## Goal A
Recast the entries as a Markdown table with the columns "Row" and "Line", covering everything from the first line of the entries down to the line containing "[[[252,140],[287,141],[220,92],[213,88],[231,123],[237,142]]]", with blank lines left out.

## Selected passage
· · · · ·
FIG. 8 is a flowchart of a method 5 for fabricating an integrated circuit (IC) structure, constructed in accordance with some embodiments. The method 5 may begin at operation 51 by coating a photosensitive material on a substrate. In some embodiments, the substrate is a semiconductor substrate, such as silicon substrate or a substrate having another semiconductor material (e.g., silicon germanium).

In the present embodiment, the substrate includes a semiconductor wafer (such as a silicon wafer) having a patterned layer. The patterned layer includes a first pattern (e.g., the pattern 22 as shown in FIG. 3A), for overlay inspection, formed in a first material layer located at a first level. The first pattern also includes various measurement targets designed for alignment monitoring and overlay inspection. The first material layer of the patterned layer may include a semiconductor material layer (such as a silicon layer or silicon germanium layer), a dielectric material (such as an interlayer dielectric-ILD) or a conductive material (such as a metal layer or a doped polysilicon layer) in various embodiments. The first material layer is patterned to form the first pattern by a suitable technology (such as lithography patterning) and by a grating (or a mask) including a pattern, such as a pattern 22 as shown in FIG. 3A. In various embodiments, the first material layer includes a main feature, such as a doping pattern (such as various source and drain features formed in a semiconductor material layer), a gate electrode pattern (having multiple gate electrodes of polysilicon or metal), or an interconnect pattern having a plurality of conductive features (such as contacts, vias, or metal lines).

The substrate may include a second material layer to be patterned in subsequent operations to form a target feature in a way that a target pattern is aligned to the main feature.

In some embodiments, the second material layer is disposed on the patterned layer and includes a semiconductor material layer (such as a silicon layer or silicon germanium layer), a dielectric material (such as silicon oxide, silicon nitride or low k dielectric material layer) or a conductive material (such as a doped polysilicon layer, a copper layer, or an aluminum layer). In one embodiment, the main feature of the patterned layer includes source and drain features and the target feature to be formed in the second material layer includes contacts designed to land on the source and drain features. In another embodiment, the main feature of the patterned layer includes a plurality of metal lines and the target feature includes via features designed to land on the metal lines. In alternative embodiments, the target feature is also to be formed in the patterned layer, such as in double patterning. In those cases, the second material layer may be eliminated. In one example for illustrating a double patterning process, the main feature is formed in a hard mask layer, and the target feature is subsequently formed in the same hard mask layer. The combined pattern, including the first and target features, is then transferred from the hard mask to an underlying material layer with a reduced pattern pitch.

In the operation 51, a photosensitive material is coated on the substrate by a proper technique, such as spin-on coating. The photosensitive material is sensitive to the radiation beam during a lithography exposing process and is resistive to a subsequent process (such as etching or ion implantation). In some embodiments, the photosensitive material includes a polymeric material as a matrix that is resistive; a radiation-sensitive component (such as a photo-acid generator or PAG); and a solvent. The photosensitive material may be positive-tone resist or negative tone resist. The operation 51 may further include other processing steps, such as a thermal baking step to reduce the solvent content of the photosensitive material after the spin-on coating.

The method 5 includes an operation 52 by collecting overlay data of the patterned layer. In some embodiments, the overlay data includes the locations of the first pattern (e.g., the pattern 22 as shown in FIG. 3A) or a map of the first pattern in the patterned layer.
· · · · ·
## Entries shown
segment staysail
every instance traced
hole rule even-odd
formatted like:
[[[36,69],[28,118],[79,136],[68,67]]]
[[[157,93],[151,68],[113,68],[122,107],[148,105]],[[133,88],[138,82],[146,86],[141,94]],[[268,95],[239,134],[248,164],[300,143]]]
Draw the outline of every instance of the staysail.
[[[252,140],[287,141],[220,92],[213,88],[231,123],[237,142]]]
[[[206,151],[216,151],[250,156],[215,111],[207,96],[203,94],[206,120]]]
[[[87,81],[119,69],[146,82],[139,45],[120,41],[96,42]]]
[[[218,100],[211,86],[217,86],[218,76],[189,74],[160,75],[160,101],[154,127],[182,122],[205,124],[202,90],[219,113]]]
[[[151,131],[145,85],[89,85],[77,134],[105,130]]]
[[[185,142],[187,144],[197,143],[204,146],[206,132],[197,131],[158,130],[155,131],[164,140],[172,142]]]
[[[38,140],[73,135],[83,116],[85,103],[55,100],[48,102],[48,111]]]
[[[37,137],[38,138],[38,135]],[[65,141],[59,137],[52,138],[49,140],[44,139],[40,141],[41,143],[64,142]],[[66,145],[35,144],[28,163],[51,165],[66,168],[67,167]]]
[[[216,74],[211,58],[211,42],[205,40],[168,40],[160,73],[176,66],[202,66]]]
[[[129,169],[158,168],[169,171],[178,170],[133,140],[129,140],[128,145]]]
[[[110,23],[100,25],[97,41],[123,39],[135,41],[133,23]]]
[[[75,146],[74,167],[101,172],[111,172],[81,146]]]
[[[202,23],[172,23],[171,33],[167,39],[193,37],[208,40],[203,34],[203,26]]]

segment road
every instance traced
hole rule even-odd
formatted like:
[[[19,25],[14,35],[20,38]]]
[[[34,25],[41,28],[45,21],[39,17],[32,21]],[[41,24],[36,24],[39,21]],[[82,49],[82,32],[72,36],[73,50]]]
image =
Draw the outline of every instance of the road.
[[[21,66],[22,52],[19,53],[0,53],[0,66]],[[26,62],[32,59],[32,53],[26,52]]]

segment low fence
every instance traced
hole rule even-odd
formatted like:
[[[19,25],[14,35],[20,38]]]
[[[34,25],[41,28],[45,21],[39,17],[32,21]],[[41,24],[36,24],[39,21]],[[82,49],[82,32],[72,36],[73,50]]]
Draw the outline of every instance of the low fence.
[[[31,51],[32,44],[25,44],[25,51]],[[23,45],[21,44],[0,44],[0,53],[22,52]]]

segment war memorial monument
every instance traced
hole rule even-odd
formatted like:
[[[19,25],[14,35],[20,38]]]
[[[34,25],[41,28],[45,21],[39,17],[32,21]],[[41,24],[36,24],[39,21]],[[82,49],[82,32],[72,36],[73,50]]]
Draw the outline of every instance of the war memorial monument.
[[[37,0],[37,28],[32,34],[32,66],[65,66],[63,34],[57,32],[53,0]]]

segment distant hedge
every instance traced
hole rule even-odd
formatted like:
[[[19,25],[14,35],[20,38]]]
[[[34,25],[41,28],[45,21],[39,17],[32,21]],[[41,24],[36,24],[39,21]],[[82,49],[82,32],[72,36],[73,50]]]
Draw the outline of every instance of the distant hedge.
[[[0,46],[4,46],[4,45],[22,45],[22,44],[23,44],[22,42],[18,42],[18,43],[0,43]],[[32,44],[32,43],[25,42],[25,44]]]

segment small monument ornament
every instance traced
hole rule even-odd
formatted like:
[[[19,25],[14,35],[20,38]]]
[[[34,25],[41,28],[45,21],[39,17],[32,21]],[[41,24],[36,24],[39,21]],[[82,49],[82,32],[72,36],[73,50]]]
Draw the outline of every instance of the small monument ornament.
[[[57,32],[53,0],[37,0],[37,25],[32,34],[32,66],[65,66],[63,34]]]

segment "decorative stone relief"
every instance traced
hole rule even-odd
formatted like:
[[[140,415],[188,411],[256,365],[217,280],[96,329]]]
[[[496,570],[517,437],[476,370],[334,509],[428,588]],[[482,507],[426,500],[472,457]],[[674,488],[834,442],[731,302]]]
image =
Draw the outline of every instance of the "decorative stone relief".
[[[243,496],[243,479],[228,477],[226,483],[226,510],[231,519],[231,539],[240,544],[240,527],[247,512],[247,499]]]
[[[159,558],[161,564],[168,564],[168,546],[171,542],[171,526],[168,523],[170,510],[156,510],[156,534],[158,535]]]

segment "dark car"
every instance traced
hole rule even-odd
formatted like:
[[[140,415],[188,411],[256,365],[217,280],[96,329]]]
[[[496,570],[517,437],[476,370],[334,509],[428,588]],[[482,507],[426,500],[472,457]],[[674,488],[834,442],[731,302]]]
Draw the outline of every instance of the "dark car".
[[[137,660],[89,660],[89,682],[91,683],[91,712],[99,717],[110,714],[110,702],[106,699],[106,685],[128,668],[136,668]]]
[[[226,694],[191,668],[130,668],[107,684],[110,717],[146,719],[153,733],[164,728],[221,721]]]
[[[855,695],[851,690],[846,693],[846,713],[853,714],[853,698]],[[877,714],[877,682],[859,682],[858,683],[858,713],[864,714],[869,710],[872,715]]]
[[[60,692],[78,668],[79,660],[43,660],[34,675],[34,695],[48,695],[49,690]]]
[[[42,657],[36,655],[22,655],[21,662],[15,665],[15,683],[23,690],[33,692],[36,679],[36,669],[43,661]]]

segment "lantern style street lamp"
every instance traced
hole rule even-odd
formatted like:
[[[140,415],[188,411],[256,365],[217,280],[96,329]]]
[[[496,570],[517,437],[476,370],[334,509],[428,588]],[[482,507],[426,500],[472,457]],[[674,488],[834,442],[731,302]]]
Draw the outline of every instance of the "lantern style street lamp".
· · · · ·
## Goal B
Copy everything in the IC fabrication text from "The method 5 includes" down to "in the patterned layer.", renaming "overlay data" as "alignment data" wherever it occurs.

## Task result A
| Row | Line |
|---|---|
| 1 | segment staysail |
| 2 | every instance traced |
| 3 | hole rule even-odd |
| 4 | formatted like: |
| 5 | [[[36,69],[28,118],[79,136],[68,67]]] |
| 6 | [[[157,93],[151,68],[113,68],[122,107],[148,105]],[[133,88],[138,82],[146,86],[141,94]],[[268,95],[239,134],[248,164],[300,143]]] |
| 7 | Draw the outline of every instance of the staysail. |
| 8 | [[[252,140],[287,141],[220,92],[213,88],[231,123],[237,142]]] |

## Task result B
The method 5 includes an operation 52 by collecting alignment data of the patterned layer. In some embodiments, the alignment data includes the locations of the first pattern (e.g., the pattern 22 as shown in FIG. 3A) or a map of the first pattern in the patterned layer.